**課題**
選択テキストでは、OJT期間を前半と後半に区切り、「仕事の任せ方」を変えている。そうする理由を、選択テキストに書かれているとおりに1〜3文で説明せよ。

**選択テキスト**
---
1年間のOJT期間には「開始時」「中間時」「終了時」の3つの山があると考えられますが、この節目ごとに、トレーナー・トレーニーの双方に施策を用意しています。開始時にはOJTの設計をし、中間時にはこれまでのOJTを振り返ってもらいます。また終了時にも1年間を振り返り、さらに2、3年先を考えて計画書を作成してもらいます。
当社のOJTのコンセプトは、「自分ごと」です。「自分ごと」とは、言い換えると主体性のことで、教えるだけで伝承できるものではなく、自分自身の経験が必要です。そのため、OJT期間を前半と後半の2つに区切り、「仕事の任せ方」を変えて段階的に伝えます。
前半は「任せて・見る」。この段階では、トレーナーが新人と並走しながら丁寧に指導します。そして、事前のオリエンテーションと、事後のフィードバックを大切にしています。
後半は「任せ・きる」。トレーナーはなるべく介入せず、後方で見守ります。途中段階でサポートをしながらも、最後まで1人でやりきらせることが大事です。
現状ではこのような方法をとっていますが、今後環境の変化に応じて工夫していく必要があると感じています。
2)OJTが困難になっている理由
もともと私がOJTの担当を始めた2007年以前からOJTが難しくなってきたとはいわれていましたが、2010年ごろから、新入社員のOJTがさらに難しくなってきています。その理由は、「仕事・職場側の変化」と「若手側の変化」の、大きく2つあります。
①仕事・職場の変化:組織、ワークスタイル、量・難易度・スピードの変化
かつての職場の成長モデルは、いわゆる「徒弟制」でした(図1)。自分と似た業務をしている先輩がロールモデルとして社内に複数存在し、新人は見よう見まねで円の中心に向かっていました。この「サークル型」のスタイルは、環境変化が少ない時代の成長モデルであるといえます。
---
**提供項目**
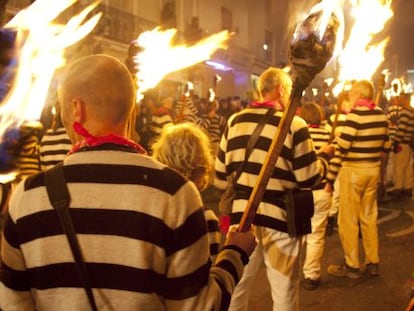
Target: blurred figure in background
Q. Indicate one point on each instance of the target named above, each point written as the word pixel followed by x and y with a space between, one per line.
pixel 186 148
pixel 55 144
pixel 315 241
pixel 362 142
---
**解答**
OJTのコンセプトである「自分ごと」、つまり主体性は、教えるだけで伝承できるものではなく、自分自身の経験が必要だからである。そのため、期間を2つに区切って任せ方を変え、段階的に伝えている。